### AIM A
Copy the entries word for word, starting from the beginning and going on through the line with "column 476, row 282", including that line. Leave the pictures out of your copy.

### TEXT
We file annual, quarterly and current reports, proxy statements and other information with the SEC. You may read and copy any document we file with the SEC at its public reference room at 450 Fifth Street, N.W., Washington, D.C. 20549. You may also obtain copies of this information by mail from the public reference section of the SEC, 450 Fifth Street, N.W., Room 1024, Washington, D.C. 20549, at prescribed rates. Please call the SEC at 1-800-SEC-0330 for further information on the operation of the public reference room. Our SEC filings are also available to the public at the web site maintained by the SEC at http://www.sec.gov, as well as on our website at http://www.nhp-reit.com. You may inspect information that we file with The New York Stock Exchange at the offices of The New York Stock Exchange at 20 Broad Street, New York, New York 10005. Information on our website is not incorporated by reference herein and our web address is included as an inactive textual reference only.

 

The SEC allows us to “incorporate by reference” the information we file with the SEC, which means that we can disclose important information to you by referring to the other information we have filed with the SEC. The information that we incorporate by reference is considered a part of this prospectus. We incorporate by reference the following documents (File No. 1-9028) we filed with the SEC pursuant to Section 13(a) of the Securities Exchange Act of 1934, as amended, other than information in these documents that is not deemed to be filed with the SEC:

 

    our Annual Report on Form 10-K for the year ended December 31, 2002, filed on March 11, 2003, as amended on Form 10-K/A, filed on October 14, 2003;

 

    our Current Report on Form 8-K filed on April 30, 2003;

 

    our Current Report on Form 8-K filed on May 1, 2003;

 

    our Quarterly Report on Form 10-Q for the first quarter ended March 31, 2003, filed on May 13, 2003, as amended on Form 10-Q/A filed on October 14, 2003;

 

    our Current Report on Form 8-K filed on June 10, 2003;

 

    our Quarterly Report on Form 10-Q for the second quarter ended June 30, 2003, filed on August 4, 2003; and

 

    the description of our common stock contained in our registration statement on Form 10 filed on November 18, 1985, including the amendments thereto filed on December 4, 1985 and December 6, 1985, and any other amendment or report filed for the purpose of updating such description.

### AIM B
Continue the text on SEC filings and documents incorporated by reference from the point where it stops.

### RECORDS SHOWN
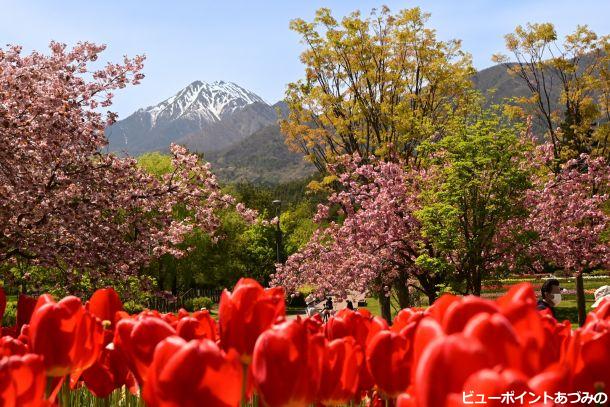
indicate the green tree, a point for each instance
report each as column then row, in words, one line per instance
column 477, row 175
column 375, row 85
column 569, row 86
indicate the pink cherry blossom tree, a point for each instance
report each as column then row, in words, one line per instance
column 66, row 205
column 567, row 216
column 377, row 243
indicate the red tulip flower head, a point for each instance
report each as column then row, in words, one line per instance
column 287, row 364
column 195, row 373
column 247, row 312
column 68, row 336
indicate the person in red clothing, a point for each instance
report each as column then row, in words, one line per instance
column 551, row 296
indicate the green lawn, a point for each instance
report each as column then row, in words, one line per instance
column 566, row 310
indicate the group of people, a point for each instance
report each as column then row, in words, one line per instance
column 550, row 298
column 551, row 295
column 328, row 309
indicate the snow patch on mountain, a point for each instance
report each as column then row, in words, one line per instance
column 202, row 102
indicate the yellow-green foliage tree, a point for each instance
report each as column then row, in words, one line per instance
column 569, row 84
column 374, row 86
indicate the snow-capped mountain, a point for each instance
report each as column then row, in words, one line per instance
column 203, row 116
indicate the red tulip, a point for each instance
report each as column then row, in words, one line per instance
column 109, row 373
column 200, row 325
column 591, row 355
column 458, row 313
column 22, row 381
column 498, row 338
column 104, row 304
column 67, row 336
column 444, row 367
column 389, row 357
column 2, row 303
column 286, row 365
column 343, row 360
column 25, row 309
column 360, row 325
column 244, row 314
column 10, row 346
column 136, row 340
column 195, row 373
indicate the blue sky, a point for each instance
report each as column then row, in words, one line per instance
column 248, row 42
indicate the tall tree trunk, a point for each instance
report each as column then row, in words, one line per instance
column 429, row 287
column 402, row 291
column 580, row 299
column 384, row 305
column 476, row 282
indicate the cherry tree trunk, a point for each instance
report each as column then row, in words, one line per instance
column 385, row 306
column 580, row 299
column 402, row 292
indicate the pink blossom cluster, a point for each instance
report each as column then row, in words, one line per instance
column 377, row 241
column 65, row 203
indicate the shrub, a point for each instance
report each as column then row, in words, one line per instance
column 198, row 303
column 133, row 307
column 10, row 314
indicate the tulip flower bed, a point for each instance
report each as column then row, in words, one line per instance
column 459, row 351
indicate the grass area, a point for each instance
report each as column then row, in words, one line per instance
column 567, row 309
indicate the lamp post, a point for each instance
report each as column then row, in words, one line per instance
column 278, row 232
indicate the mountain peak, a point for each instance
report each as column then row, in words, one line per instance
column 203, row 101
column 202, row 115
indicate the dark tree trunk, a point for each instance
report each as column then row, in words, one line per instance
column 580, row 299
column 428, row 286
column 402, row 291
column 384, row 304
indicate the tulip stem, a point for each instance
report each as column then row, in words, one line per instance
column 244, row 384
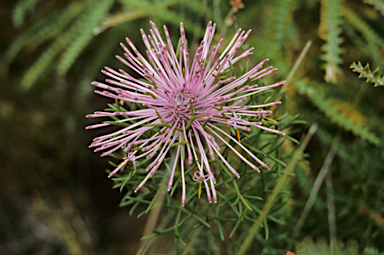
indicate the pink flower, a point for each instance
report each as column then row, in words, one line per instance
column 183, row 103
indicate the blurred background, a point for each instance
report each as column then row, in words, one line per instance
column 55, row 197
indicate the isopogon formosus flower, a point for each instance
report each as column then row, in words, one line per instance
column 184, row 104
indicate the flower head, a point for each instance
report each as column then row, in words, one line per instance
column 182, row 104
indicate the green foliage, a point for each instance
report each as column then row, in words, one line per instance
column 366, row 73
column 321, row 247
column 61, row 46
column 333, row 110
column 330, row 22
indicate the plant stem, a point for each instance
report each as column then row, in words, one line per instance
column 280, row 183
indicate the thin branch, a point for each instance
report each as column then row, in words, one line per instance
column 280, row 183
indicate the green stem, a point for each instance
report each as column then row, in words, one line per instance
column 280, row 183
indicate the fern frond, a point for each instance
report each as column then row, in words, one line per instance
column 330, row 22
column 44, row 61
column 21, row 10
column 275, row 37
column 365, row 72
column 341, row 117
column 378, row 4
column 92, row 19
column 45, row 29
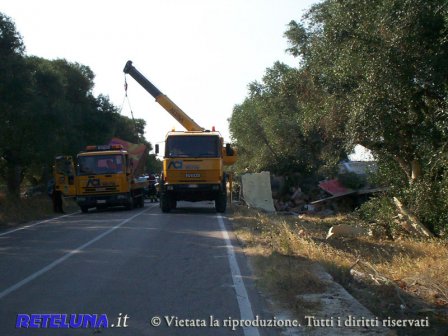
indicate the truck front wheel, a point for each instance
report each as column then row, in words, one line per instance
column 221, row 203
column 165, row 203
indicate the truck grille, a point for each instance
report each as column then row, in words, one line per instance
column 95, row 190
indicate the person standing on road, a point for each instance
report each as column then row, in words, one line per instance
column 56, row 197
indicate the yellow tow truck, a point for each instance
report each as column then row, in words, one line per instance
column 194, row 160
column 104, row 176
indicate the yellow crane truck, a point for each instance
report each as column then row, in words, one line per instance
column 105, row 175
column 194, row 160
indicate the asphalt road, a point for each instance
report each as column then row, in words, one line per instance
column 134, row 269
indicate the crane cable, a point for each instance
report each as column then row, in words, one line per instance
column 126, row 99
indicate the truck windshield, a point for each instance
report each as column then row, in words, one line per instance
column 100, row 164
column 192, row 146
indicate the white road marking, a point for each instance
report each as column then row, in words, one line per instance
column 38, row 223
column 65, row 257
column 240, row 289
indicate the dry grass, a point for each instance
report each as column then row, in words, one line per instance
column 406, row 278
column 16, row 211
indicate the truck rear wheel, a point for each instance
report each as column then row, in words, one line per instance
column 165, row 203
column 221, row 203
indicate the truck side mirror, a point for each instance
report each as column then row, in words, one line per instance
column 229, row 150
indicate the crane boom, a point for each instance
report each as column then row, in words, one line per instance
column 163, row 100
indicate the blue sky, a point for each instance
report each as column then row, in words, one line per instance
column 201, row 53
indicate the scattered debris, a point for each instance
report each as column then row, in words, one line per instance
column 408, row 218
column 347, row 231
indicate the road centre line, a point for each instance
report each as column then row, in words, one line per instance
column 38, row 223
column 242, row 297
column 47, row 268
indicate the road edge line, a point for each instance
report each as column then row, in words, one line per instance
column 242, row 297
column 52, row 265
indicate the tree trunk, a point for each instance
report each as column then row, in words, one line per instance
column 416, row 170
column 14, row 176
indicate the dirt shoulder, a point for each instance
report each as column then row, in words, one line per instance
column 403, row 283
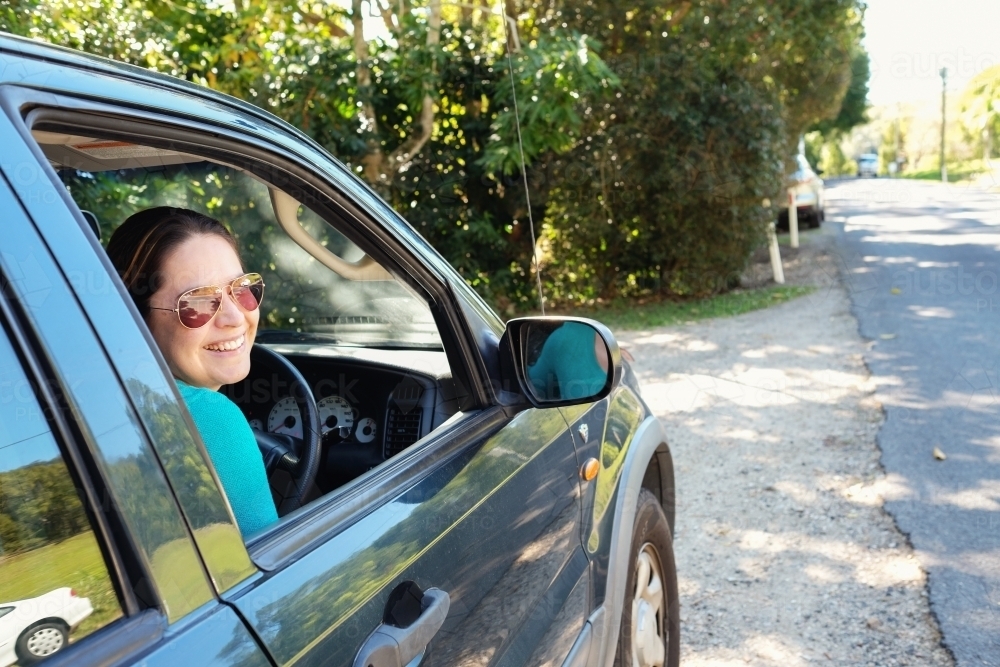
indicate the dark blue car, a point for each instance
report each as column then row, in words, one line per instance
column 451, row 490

### WRITTEN ANSWER A
indicate the green tree, a point for each instance
report each as column then row, in words, one line per instance
column 477, row 175
column 375, row 85
column 569, row 86
indicate the pink cherry blossom tree, a point for each instance
report each as column then row, in words, one line per instance
column 66, row 205
column 567, row 216
column 377, row 243
indicate the red tulip flower head, a point for each instance
report each as column then row, in words, one line per instance
column 287, row 364
column 195, row 373
column 247, row 312
column 68, row 336
indicate the person in red clothing, a point for each instance
report each as column then row, in words, one line per instance
column 551, row 296
indicate the green lawn, a point for each instance
report each as column then row, in words, one line per instance
column 566, row 310
indicate the group of people, a point for each instance
report each as column then row, in words, one line per instance
column 550, row 298
column 551, row 295
column 328, row 309
indicate the snow patch on mountain, a point for each instance
report each as column then row, in words, one line per instance
column 202, row 102
indicate the yellow-green foliage tree, a point for each instance
report each as column then row, in words, one line per instance
column 569, row 84
column 374, row 86
indicate the snow-capped mountain, a point for each instance
report each as column then row, in words, one line per instance
column 203, row 116
indicate the red tulip, a point for each instance
report each as column then row, in words, one line per instance
column 109, row 373
column 200, row 325
column 591, row 355
column 458, row 313
column 22, row 381
column 498, row 338
column 104, row 304
column 67, row 336
column 444, row 367
column 389, row 357
column 2, row 303
column 286, row 365
column 343, row 360
column 25, row 309
column 360, row 325
column 244, row 314
column 10, row 346
column 136, row 340
column 195, row 373
indicate the blue sky, a point for each instance
report each as column then row, in words, one line per instance
column 248, row 42
indicate the tall tree trunk, a point for each instance
report each as column then row, in words, one line per instance
column 429, row 287
column 402, row 291
column 580, row 299
column 384, row 305
column 476, row 282

### WRITTEN ANSWER B
 

All documents we file later with the SEC pursuant to Sections 13(a), 13(c), 14 or 15(d) of the Securities Exchange Act of 1934, as amended, subsequent to the date of this prospectus and prior to the termination of the offering of the securities shall be deemed to be incorporated by reference herein and to be a part hereof from the date of filing the documents, other than information in the documents that is not deemed to be filed with the SEC. A statement contained herein, in a prospectus supplement or in a document incorporated or deemed to be incorporated by reference herein, shall be deemed to be modified or superseded for purposes of this prospectus to the extent that a statement contained in a prospectus supplement or in any subsequently filed document which is incorporated by reference herein, modifies or supersedes the statement. Any statements so modified or superseded shall not be deemed, except as so modified or superseded, to constitute a part of this prospectus.

 

We will provide without charge to each person to whom this prospectus is delivered, on the request of any person, a copy of any or all the documents incorporated herein by reference, other than exhibits to the documents, unless the exhibits are specifically incorporated by reference into the documents that this prospectus incorporates. Requests for copies in writing or by telephone should be directed to:

 

Nationwide Health Properties, Inc.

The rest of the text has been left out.